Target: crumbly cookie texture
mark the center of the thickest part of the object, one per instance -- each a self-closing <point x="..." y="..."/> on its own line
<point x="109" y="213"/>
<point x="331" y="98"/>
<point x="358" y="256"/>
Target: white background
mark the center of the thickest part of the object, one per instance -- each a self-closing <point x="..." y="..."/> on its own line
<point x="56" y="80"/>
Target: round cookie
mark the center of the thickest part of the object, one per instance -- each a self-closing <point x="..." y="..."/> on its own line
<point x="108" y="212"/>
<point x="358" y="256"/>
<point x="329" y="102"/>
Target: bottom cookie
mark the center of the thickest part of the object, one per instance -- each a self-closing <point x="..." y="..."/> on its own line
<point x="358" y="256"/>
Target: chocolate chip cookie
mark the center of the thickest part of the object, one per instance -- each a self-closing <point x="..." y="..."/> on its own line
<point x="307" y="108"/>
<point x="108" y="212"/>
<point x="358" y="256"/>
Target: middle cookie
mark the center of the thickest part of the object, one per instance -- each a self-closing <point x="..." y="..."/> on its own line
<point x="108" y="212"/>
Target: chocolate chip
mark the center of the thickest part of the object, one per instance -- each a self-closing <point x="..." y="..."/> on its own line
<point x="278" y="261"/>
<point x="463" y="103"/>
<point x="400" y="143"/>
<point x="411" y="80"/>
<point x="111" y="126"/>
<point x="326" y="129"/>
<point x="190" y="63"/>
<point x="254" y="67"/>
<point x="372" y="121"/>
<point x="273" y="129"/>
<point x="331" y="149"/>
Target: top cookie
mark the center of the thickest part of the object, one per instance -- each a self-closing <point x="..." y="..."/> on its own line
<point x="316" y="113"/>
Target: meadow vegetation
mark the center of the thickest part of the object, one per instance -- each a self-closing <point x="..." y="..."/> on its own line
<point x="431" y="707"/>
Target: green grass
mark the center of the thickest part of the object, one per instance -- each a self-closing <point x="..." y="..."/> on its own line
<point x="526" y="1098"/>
◆ ◆ ◆ ◆
[YOUR TASK] Rewrite every item above as a JSON array of strings, with one string per line and any blank lines omitted.

[COMPLETE ANSWER]
[
  "Target: crumbly cookie texture",
  "mark the center of the thickest part of the object, one per instance -- each a self-closing <point x=\"...\" y=\"...\"/> on its own line",
  "<point x=\"109\" y=\"213\"/>",
  "<point x=\"331\" y=\"98\"/>",
  "<point x=\"358\" y=\"256\"/>",
  "Target: white background",
  "mark the center of the thickest part of the object, one per instance -- each a self-closing <point x=\"...\" y=\"...\"/> on its own line",
  "<point x=\"56\" y=\"80\"/>",
  "Target: round cookie",
  "mark the center of the thickest part of the object, one per instance -- each a self-closing <point x=\"...\" y=\"...\"/> on its own line",
  "<point x=\"108\" y=\"212\"/>",
  "<point x=\"358\" y=\"256\"/>",
  "<point x=\"329\" y=\"102\"/>",
  "Target: bottom cookie",
  "mark the center of the thickest part of the object, one per instance -- each a self-closing <point x=\"...\" y=\"...\"/> on its own line",
  "<point x=\"358\" y=\"256\"/>",
  "Target: chocolate chip cookie",
  "mark the center of the thickest part of the object, one per instance -- each a self-closing <point x=\"...\" y=\"...\"/> on its own line",
  "<point x=\"307\" y=\"108\"/>",
  "<point x=\"108\" y=\"212\"/>",
  "<point x=\"358\" y=\"256\"/>",
  "Target: middle cookie",
  "mark the center of the thickest part of the object, one per instance -- each a self-closing <point x=\"...\" y=\"...\"/> on its own line",
  "<point x=\"108\" y=\"212\"/>",
  "Target: chocolate chip",
  "mark the center of the thickest part of the object, one per instance -- each a self-closing <point x=\"...\" y=\"...\"/> on its own line",
  "<point x=\"278\" y=\"261\"/>",
  "<point x=\"463\" y=\"103\"/>",
  "<point x=\"400\" y=\"143\"/>",
  "<point x=\"411\" y=\"80\"/>",
  "<point x=\"111\" y=\"126\"/>",
  "<point x=\"326\" y=\"129\"/>",
  "<point x=\"190\" y=\"63\"/>",
  "<point x=\"254\" y=\"67\"/>",
  "<point x=\"372\" y=\"121\"/>",
  "<point x=\"273\" y=\"129\"/>",
  "<point x=\"331\" y=\"149\"/>",
  "Target: top cookie",
  "mark the center of the thickest part of the object, one per instance -- each a self-closing <point x=\"...\" y=\"...\"/> on its own line",
  "<point x=\"316\" y=\"113\"/>",
  "Target: meadow vegetation",
  "mark the center of the thickest part of the object, one per instance -- each a self-closing <point x=\"...\" y=\"...\"/> on its own line",
  "<point x=\"431\" y=\"707\"/>",
  "Target: green grass",
  "mark the center of the thickest part of the object, one per instance -- each a self-closing <point x=\"...\" y=\"...\"/> on its own line",
  "<point x=\"526\" y=\"1098\"/>"
]